- _Brief_
Could you extract every entry below and reproduce it exactly?

- _Records to use_
>> Start
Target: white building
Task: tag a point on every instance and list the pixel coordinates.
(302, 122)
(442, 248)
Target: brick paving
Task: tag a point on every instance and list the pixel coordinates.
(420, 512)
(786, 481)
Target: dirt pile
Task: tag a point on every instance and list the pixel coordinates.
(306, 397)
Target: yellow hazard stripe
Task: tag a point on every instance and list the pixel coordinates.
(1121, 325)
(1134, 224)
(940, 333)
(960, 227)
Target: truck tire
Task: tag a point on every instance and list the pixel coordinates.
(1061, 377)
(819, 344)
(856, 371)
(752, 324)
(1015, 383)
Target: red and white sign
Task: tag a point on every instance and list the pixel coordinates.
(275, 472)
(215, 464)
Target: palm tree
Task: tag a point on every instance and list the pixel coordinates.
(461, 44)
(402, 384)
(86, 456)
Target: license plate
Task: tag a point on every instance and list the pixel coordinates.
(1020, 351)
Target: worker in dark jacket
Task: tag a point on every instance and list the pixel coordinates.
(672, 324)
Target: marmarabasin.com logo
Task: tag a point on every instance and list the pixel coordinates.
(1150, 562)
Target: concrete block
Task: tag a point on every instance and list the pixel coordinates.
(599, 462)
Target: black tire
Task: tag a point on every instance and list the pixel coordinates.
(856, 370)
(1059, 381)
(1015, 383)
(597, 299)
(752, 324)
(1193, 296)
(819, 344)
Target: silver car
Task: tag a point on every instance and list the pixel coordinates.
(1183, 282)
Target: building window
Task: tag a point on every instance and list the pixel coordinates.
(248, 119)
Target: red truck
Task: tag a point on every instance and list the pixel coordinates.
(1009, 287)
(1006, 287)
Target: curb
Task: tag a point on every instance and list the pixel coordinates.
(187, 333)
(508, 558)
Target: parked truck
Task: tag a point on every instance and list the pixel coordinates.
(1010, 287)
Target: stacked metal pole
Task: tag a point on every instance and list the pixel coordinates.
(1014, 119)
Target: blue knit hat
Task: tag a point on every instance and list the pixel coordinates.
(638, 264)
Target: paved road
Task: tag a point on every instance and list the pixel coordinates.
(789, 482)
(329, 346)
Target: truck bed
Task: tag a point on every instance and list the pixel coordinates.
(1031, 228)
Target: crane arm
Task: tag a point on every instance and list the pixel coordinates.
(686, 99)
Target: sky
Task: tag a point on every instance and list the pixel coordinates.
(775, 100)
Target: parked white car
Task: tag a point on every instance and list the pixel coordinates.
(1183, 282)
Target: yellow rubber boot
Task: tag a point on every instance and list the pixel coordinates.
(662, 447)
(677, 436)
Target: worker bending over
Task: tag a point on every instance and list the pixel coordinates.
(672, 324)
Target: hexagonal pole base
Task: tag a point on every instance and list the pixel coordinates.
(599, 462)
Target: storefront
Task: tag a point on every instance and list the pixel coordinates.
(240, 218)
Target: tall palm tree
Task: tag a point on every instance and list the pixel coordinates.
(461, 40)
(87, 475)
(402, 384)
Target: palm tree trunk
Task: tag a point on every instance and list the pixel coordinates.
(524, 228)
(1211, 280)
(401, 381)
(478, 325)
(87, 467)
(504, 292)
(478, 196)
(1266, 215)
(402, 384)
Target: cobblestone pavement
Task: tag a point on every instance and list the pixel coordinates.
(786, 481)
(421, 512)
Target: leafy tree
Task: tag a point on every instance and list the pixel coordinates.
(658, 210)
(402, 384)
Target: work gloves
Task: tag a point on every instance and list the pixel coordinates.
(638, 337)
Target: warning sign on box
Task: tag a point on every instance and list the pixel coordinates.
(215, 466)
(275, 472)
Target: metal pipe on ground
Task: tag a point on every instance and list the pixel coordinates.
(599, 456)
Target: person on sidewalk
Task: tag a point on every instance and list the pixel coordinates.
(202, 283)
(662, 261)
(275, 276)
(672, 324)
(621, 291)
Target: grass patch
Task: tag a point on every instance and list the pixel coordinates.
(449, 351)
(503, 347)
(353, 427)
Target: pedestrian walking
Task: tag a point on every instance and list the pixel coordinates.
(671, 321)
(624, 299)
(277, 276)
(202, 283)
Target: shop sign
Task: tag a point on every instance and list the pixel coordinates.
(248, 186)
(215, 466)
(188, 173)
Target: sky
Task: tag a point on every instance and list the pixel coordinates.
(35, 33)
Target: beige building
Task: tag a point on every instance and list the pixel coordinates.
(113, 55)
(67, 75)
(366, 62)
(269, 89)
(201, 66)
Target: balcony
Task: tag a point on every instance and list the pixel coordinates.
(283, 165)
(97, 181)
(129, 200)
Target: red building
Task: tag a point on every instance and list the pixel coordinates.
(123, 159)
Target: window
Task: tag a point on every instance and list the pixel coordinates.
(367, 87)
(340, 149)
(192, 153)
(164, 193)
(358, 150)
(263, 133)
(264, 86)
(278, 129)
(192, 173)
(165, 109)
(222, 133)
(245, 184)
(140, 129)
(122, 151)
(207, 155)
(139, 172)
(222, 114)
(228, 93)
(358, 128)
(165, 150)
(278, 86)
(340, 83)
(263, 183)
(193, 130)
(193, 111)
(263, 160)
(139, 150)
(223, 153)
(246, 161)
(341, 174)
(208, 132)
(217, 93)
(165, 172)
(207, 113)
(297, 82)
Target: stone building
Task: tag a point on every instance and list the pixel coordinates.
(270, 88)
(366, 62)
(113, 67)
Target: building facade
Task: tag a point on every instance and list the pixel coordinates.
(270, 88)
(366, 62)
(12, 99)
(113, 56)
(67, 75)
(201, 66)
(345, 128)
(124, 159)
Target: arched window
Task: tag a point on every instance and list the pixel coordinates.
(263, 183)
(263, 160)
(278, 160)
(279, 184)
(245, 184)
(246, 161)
>> End
- _Task solution_
Target: white building
Task: tag a point on every instance and list the pixel coordinates.
(302, 122)
(442, 248)
Target: brick paving
Task: tag a point on every instance and list the pixel coordinates.
(420, 512)
(786, 481)
Target: dirt pile
Task: tag a point on every instance and list the pixel coordinates.
(306, 397)
Target: yellow hazard stripe
Task: tag a point on every instance and list the pixel coordinates.
(1121, 325)
(1134, 224)
(940, 333)
(960, 227)
Target: truck tire
Task: tag a point on every instance and list the pixel coordinates.
(1061, 377)
(819, 344)
(856, 371)
(752, 324)
(1015, 383)
Target: red and white sign
Task: tag a point on every instance and list the pixel coordinates.
(275, 472)
(215, 464)
Target: palm tree
Task: tag a point on every instance and list the pixel coordinates.
(461, 44)
(402, 384)
(86, 456)
Target: license plate
Task: tag a point on every instance and list the pixel coordinates.
(1020, 351)
Target: worker in dark jacket
Task: tag a point on every instance and list the pixel coordinates.
(672, 324)
Target: marmarabasin.com logo
Task: tag a point on every instance and list the pixel coordinates.
(1150, 562)
Target: concrete block
Task: tag a point on every instance and list the pixel coordinates.
(599, 462)
Target: black tire
Task: tag a point on every instance and list the pixel coordinates.
(856, 370)
(1059, 381)
(1015, 383)
(597, 299)
(752, 324)
(1193, 296)
(819, 344)
Target: silver car
Task: tag a point on every instance and list the pixel coordinates.
(1183, 282)
Target: building window
Task: tag a point on every instance and list the pixel coordinates.
(248, 119)
Target: red truck
Task: tag a point on every instance and list the pixel coordinates.
(1009, 287)
(1006, 287)
Target: curb
Task: tag a point on every instance and list the pixel coordinates.
(187, 333)
(508, 558)
Target: parked truck
Task: tag a point on every instance and list the pixel coordinates.
(1010, 287)
Target: stacked metal pole
Task: tag a point on every instance and list the pixel coordinates.
(1014, 119)
Target: blue knit hat
Task: tag a point on every instance and list the pixel coordinates.
(638, 264)
Target: paved road
Task: tag a point on every instance and list the pixel coordinates.
(789, 482)
(329, 346)
Target: truck bed
Task: tag a point on every instance and list the pixel coordinates.
(1031, 228)
Target: crane arm
Task: tag a point on every instance and list the pixel coordinates.
(686, 99)
Target: sky
Task: tag a point on every instance and list the pixel coordinates.
(775, 100)
Target: parked white car
Task: tag a point on every instance and list the pixel coordinates.
(1183, 282)
Target: yellow rubber boot
Task: tag a point on every instance and list the pixel coordinates.
(662, 447)
(677, 436)
Target: worker bending over
Task: tag a point on every instance and list the pixel coordinates.
(672, 324)
Target: hexagonal pole base
Task: tag a point on every instance and list the pixel coordinates.
(599, 462)
Target: storefront
Task: tag a point on every instance and list the pixel coordinates.
(240, 218)
Target: tall palm tree
Task: tag a point on every instance and list the pixel coordinates.
(461, 40)
(87, 475)
(402, 384)
Target: palm tree trunk
Task: tag a point on every instance and list the pixel coordinates.
(524, 228)
(1211, 280)
(401, 381)
(478, 325)
(87, 467)
(504, 292)
(478, 196)
(1266, 215)
(402, 384)
Target: cobblestone pavement
Task: tag a point on every instance and list the pixel coordinates.
(786, 481)
(421, 512)
Target: leafy tree
Task: tag a point on every instance and list the pixel coordinates.
(658, 210)
(402, 384)
Target: work gloves
Task: tag a point on every instance and list the pixel coordinates.
(638, 337)
Target: warning sign on box
Task: tag a point on every instance and list the pixel coordinates.
(215, 466)
(275, 472)
Target: metal pipe on ground
Task: tag a point on every instance and list the pixel coordinates.
(599, 456)
Target: person on sidewalk
Task: tag a point on every instance and list the pixel coordinates.
(202, 283)
(662, 261)
(275, 276)
(672, 324)
(621, 291)
Target: grass patch
Task: tag a point on every instance and list the pixel coordinates.
(449, 351)
(503, 347)
(353, 427)
Target: pedestrian walking
Task: tag a point on every instance and list the pixel coordinates.
(671, 321)
(624, 299)
(277, 276)
(202, 283)
Target: shop sign
Task: tag a point on every instance and list the pixel coordinates.
(248, 186)
(215, 466)
(188, 173)
Target: sky
Task: tag a point on every instance and list the pixel coordinates.
(35, 33)
Target: beige building
Task: tag a point on every instance and list the pixel coordinates.
(113, 55)
(67, 75)
(366, 62)
(269, 89)
(201, 66)
Target: balcony
Task: tag a point on every instance and list the pixel coordinates.
(283, 165)
(97, 181)
(129, 200)
Target: red building
Task: tag a point on every instance and list the pixel coordinates.
(123, 159)
Target: window
Task: tag a point on every instance and list the pixel coordinates.
(367, 87)
(340, 149)
(192, 153)
(164, 193)
(358, 150)
(263, 133)
(264, 86)
(278, 129)
(192, 173)
(165, 109)
(222, 133)
(245, 184)
(140, 129)
(122, 151)
(207, 155)
(139, 172)
(222, 114)
(228, 93)
(358, 128)
(165, 150)
(278, 86)
(340, 83)
(263, 183)
(193, 130)
(193, 111)
(263, 160)
(139, 150)
(223, 153)
(246, 161)
(341, 174)
(208, 132)
(217, 93)
(165, 172)
(207, 113)
(297, 82)
Target: stone building
Task: tag a point on every instance and list the pixel coordinates.
(270, 88)
(366, 62)
(113, 67)
Target: building facade
Task: tag a point on every instance and list the pixel coordinates.
(270, 88)
(366, 62)
(12, 99)
(113, 56)
(67, 75)
(201, 66)
(345, 128)
(124, 159)
Target: arched window
Task: tag a point on every instance and list the pixel coordinates.
(263, 183)
(263, 160)
(278, 160)
(279, 184)
(245, 184)
(246, 161)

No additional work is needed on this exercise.